## EXERCISE
Repeat precisely the span of lines below that opens with the line containing "Reviewer note: confirm that each instance of the hanging" and closes with the line containing "column 208, row 127", both included.

## SOURCE MATERIAL
· · · · ·

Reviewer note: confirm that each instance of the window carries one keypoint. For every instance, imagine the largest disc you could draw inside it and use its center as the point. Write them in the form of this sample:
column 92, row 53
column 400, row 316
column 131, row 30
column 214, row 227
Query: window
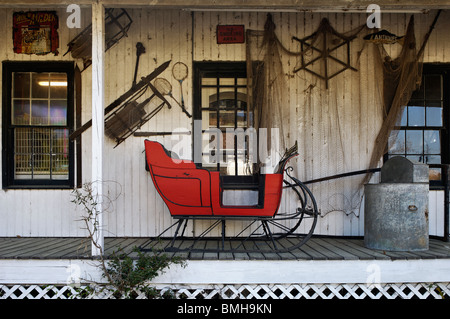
column 37, row 117
column 422, row 136
column 220, row 100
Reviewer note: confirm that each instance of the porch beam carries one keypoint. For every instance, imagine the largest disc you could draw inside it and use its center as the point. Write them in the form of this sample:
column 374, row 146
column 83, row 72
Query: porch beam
column 98, row 106
column 258, row 5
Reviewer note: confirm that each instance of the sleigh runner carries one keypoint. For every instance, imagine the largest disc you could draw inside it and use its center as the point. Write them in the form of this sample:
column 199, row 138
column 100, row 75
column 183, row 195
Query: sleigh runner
column 193, row 193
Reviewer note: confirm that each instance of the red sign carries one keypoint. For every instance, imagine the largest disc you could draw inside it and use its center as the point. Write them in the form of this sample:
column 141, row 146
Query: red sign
column 35, row 32
column 230, row 34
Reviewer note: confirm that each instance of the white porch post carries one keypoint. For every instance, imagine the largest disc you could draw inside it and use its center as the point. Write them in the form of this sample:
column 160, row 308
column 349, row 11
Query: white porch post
column 98, row 101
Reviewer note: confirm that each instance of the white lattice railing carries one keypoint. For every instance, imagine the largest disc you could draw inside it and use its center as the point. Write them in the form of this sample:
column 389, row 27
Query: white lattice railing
column 303, row 291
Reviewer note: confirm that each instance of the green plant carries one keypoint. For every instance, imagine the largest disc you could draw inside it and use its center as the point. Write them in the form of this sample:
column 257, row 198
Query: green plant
column 130, row 275
column 127, row 274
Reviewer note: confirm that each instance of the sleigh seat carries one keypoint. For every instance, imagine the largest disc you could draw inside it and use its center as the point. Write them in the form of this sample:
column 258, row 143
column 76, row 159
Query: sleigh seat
column 189, row 191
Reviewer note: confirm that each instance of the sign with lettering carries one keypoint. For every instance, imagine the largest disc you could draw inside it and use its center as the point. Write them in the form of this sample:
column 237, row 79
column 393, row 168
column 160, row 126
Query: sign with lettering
column 230, row 34
column 383, row 37
column 35, row 32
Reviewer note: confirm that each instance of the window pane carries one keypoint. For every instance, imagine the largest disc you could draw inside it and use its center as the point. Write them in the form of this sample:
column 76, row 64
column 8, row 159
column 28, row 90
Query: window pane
column 433, row 87
column 241, row 118
column 21, row 85
column 226, row 81
column 404, row 119
column 209, row 97
column 39, row 112
column 414, row 142
column 397, row 145
column 434, row 116
column 226, row 119
column 60, row 154
column 58, row 86
column 418, row 94
column 22, row 156
column 416, row 116
column 58, row 112
column 209, row 81
column 21, row 112
column 415, row 158
column 39, row 85
column 432, row 143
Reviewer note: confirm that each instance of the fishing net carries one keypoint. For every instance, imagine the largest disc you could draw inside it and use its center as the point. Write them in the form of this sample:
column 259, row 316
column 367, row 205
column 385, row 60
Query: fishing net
column 267, row 89
column 401, row 77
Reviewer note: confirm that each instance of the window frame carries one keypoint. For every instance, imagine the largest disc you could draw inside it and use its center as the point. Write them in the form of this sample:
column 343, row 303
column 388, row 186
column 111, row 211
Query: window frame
column 236, row 69
column 8, row 149
column 442, row 69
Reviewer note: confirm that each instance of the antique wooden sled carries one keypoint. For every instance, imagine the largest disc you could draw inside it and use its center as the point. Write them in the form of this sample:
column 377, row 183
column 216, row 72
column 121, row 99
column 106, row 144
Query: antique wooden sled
column 193, row 193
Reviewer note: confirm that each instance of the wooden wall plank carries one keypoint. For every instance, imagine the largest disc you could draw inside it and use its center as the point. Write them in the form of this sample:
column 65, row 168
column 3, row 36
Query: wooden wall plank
column 335, row 128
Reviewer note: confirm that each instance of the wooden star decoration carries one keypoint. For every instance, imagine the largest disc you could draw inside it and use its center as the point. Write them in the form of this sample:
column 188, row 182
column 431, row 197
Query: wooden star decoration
column 321, row 37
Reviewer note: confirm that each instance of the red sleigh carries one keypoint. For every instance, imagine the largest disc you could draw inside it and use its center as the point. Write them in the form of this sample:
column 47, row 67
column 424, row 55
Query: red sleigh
column 193, row 193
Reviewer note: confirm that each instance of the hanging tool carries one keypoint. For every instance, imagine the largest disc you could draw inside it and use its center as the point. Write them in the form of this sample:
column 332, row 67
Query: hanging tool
column 140, row 49
column 141, row 84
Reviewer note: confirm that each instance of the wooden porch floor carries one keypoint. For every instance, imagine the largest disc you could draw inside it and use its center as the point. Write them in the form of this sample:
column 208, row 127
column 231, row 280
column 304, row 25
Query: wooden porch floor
column 317, row 248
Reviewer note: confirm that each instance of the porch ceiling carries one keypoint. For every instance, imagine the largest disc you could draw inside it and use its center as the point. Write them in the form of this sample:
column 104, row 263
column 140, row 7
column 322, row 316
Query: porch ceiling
column 250, row 5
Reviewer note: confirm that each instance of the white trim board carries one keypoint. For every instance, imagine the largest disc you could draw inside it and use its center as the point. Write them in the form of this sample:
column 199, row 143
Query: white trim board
column 238, row 272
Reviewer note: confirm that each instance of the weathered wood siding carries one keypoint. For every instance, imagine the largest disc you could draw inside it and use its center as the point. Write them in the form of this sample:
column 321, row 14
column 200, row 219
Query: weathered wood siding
column 335, row 127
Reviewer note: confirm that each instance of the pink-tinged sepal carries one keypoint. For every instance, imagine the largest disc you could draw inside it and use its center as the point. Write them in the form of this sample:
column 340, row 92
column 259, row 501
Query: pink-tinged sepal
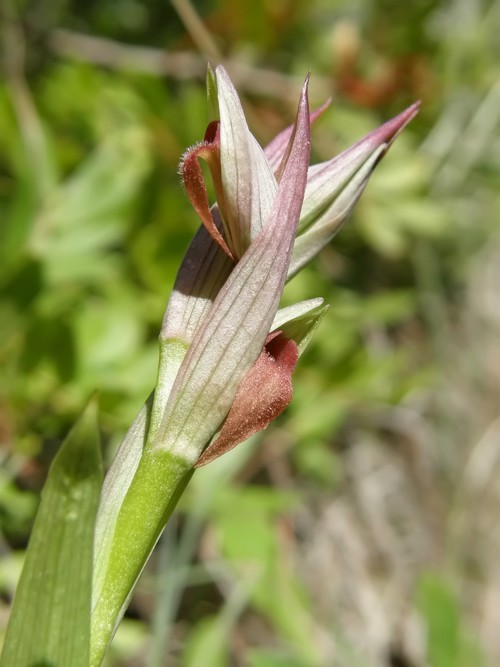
column 194, row 182
column 276, row 149
column 230, row 337
column 264, row 392
column 333, row 188
column 248, row 181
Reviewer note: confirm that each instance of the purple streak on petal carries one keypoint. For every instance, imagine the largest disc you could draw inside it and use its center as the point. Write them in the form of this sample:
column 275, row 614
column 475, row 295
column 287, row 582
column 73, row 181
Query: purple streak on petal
column 276, row 149
column 203, row 271
column 226, row 346
column 248, row 182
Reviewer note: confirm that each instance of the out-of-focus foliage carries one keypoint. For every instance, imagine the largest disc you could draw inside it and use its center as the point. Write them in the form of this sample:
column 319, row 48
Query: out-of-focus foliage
column 362, row 528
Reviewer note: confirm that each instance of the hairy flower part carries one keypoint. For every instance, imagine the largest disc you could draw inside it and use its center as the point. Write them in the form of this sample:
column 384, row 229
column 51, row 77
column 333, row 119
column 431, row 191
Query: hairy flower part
column 248, row 181
column 263, row 394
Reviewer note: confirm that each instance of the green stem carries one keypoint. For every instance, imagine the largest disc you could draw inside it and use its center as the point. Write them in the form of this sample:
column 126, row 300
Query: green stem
column 153, row 494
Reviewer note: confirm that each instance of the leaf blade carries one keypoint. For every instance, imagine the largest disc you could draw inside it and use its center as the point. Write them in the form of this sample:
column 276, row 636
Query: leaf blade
column 50, row 619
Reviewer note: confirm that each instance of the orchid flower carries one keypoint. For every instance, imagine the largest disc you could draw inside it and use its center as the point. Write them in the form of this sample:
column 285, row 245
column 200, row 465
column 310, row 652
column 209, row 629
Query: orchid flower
column 227, row 352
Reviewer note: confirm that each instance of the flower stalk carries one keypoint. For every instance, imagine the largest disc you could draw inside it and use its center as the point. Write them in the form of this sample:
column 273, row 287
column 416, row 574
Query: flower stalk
column 227, row 352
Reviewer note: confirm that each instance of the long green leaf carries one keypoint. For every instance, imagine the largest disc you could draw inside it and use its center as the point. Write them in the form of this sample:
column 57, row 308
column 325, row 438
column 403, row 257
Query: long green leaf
column 50, row 621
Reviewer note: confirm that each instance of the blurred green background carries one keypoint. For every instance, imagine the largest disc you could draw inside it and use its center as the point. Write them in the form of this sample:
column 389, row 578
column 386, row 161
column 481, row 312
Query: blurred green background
column 362, row 528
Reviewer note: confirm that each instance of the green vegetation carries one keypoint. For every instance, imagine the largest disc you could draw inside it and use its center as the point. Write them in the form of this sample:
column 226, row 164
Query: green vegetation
column 361, row 527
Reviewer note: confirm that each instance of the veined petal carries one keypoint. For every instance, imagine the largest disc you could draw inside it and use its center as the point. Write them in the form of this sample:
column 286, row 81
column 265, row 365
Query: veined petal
column 234, row 330
column 194, row 182
column 327, row 179
column 276, row 149
column 263, row 394
column 315, row 237
column 248, row 181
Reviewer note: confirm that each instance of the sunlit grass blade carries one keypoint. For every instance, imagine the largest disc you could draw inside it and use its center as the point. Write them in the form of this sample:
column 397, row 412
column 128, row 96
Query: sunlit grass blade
column 50, row 619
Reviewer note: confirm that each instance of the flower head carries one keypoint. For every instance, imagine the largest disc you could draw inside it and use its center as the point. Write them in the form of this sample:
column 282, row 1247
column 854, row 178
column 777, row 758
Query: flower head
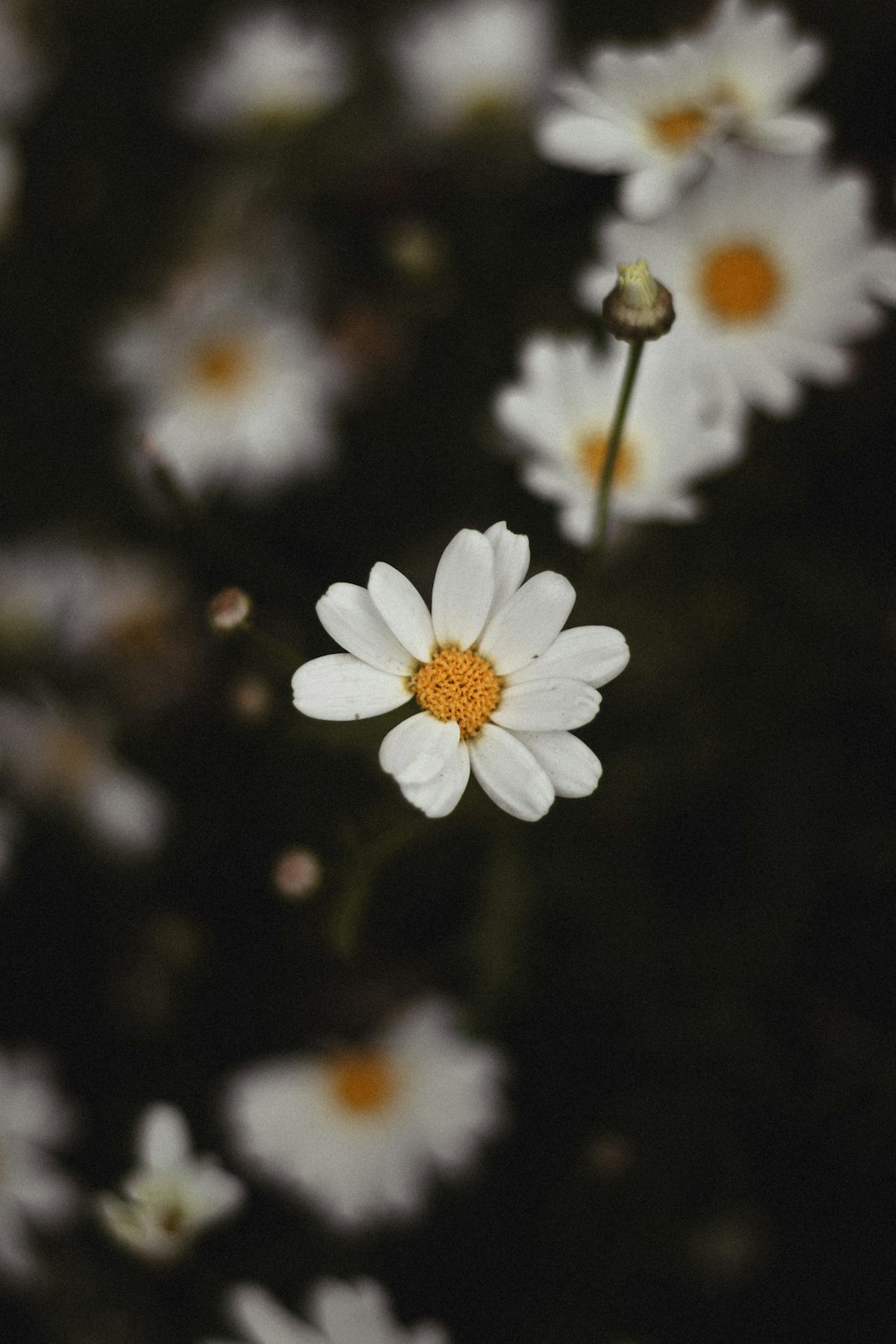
column 657, row 114
column 34, row 1120
column 229, row 388
column 497, row 680
column 469, row 61
column 559, row 416
column 340, row 1313
column 360, row 1131
column 269, row 69
column 173, row 1196
column 772, row 265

· · · · ·

## RESULT BELOW
Reviewer note: confirm that each instance of the hanging tool carries one keypoint. For every instance, imagine the largest disc you could draw inside it and use its center as the point. Write them in the form of this sample:
column 332, row 67
Query: hanging tool
column 140, row 49
column 141, row 84
Reviewer note: confirm that each instance of the wooden porch floor carries one keypoint. For every instance, imagine the largest disc you could draw inside it and use its center as the point. Write them in the form of this sample:
column 208, row 127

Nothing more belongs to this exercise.